(EXTRAIT CITÉ):
Le Singapour n’a pas non plus exprimé de préoccupation concernant la vie privée de ses citoyens à propos de TikTok. Le Conseil national de la Jeunesse, une agence chargée de promouvoir les intérêts des jeunes Singapouriens, s’est associé à TikTok dans le cadre d’une campagne, dans laquelle les jeunes étaient encouragés à montrer leurs talents sur la plateforme chinoise.

À Taiwan, les agences gouvernementales n’ont plus le droit d’utiliser TikTok et d’autres applications vidéo chinoises, mais semblent pour l’instant ne pas vouloir aller plus loin.

L’Indonésie laisse toujours TikTok opérer dans le pays tant que la plateforme paie des impôts locaux. Début août, le pays a ajouté TikTok, ainsi que des géants américains de la technologie comme Amazon et Netflix, à une liste d’entreprises étrangères qui devront payer une taxe de 10 % sur les ventes aux clients indonésiens. Le gouvernement a pour objectif d’augmenter les recettes pour aider son économie touchée par la pandémie.

(Enregistrements de données):
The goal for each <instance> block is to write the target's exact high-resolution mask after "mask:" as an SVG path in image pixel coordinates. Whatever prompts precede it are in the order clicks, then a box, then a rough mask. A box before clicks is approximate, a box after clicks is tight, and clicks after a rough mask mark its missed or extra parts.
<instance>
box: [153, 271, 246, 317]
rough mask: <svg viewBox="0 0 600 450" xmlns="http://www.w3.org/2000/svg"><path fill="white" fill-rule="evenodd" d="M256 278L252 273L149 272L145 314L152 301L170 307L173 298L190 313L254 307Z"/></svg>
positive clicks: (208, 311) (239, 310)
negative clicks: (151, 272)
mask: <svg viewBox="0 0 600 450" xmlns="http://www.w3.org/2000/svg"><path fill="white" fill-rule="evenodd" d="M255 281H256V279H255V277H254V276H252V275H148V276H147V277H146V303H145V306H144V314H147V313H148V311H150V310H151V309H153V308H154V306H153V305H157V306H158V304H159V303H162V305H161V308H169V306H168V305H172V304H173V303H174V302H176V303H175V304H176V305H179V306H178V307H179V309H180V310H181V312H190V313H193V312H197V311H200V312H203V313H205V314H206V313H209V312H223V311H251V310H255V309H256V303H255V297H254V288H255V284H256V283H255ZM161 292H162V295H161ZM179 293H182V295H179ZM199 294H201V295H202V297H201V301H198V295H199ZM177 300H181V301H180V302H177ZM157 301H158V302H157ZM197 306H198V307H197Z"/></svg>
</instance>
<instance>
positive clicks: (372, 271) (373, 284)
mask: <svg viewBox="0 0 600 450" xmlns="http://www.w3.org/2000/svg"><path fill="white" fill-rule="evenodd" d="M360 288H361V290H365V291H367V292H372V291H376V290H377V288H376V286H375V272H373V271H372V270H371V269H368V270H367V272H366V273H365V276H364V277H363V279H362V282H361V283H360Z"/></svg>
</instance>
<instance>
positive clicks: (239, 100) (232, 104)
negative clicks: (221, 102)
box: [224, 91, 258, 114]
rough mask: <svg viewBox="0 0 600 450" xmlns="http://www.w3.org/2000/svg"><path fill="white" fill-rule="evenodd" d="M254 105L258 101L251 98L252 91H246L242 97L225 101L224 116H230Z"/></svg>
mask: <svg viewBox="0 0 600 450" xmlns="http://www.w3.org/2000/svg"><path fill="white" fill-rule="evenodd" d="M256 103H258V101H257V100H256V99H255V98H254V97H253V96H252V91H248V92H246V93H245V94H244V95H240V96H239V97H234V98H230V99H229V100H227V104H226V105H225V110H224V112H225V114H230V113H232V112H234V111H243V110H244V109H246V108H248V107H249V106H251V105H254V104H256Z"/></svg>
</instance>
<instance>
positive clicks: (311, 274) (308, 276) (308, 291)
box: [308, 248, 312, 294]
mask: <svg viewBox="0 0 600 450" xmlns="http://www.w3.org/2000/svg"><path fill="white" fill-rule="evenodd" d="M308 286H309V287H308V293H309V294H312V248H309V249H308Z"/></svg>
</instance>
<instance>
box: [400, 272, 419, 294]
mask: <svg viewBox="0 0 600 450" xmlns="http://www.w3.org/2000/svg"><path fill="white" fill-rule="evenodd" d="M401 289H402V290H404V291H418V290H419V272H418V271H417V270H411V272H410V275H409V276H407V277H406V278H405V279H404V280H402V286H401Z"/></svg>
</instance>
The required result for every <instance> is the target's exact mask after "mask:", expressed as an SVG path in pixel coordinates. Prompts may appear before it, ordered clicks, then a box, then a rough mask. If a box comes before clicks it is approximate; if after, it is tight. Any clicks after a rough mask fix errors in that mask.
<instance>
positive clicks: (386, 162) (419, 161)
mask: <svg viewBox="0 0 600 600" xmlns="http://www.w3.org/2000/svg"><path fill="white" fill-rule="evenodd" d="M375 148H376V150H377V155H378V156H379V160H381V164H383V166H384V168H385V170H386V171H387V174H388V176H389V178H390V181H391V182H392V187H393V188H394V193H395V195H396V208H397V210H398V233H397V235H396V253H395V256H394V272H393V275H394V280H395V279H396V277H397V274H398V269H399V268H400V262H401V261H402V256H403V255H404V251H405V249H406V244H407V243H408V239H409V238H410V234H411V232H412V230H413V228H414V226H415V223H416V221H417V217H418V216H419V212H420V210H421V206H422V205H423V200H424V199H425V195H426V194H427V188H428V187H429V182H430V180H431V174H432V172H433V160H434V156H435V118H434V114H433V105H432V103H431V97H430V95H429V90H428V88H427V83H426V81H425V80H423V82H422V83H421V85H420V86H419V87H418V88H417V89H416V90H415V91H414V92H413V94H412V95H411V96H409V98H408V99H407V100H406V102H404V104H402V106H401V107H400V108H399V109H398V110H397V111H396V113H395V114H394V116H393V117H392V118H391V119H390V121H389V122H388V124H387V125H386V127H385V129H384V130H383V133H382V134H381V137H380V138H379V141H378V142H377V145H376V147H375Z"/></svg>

(CONSIGNES):
• A. D'après l'extrait sur TikTok, quel est le taux de la taxe que les entreprises étrangères inscrites sur la liste devront payer sur leurs ventes aux clients indonésiens ?
• B. Indiquez si chacune des affirmations suivantes concorde avec l'extrait sur TikTok, en répondant par oui ou par non et en citant les mots décisifs de l'extrait : (i) À Taiwan, les agences gouvernementales peuvent encore utiliser TikTok. (ii) Le Conseil national de la Jeunesse s'est associé à TikTok pour une campagne. (iii) Amazon et Netflix figurent sur la même liste que TikTok en Indonésie.
• C. Recopiez tout le passage de l'extrait sur TikTok, depuis « À Taiwan, les » jusqu'à « aller plus loin. ».

(CORRIGÉS CI-DESSOUS):
• A. Une taxe de 10 %.

• B.
(i) Non : « les agences gouvernementales n’ont plus le droit d’utiliser TikTok ».
(ii) Oui : « s’est associé à TikTok dans le cadre d’une campagne ».
(iii) Oui : « le pays a ajouté TikTok, ainsi que des géants américains de la technologie comme Amazon et Netflix, à une liste d’entreprises étrangères ».

• C.
À Taiwan, les agences gouvernementales n’ont plus le droit d’utiliser TikTok et d’autres applications vidéo chinoises, mais semblent pour l’instant ne pas vouloir aller plus loin.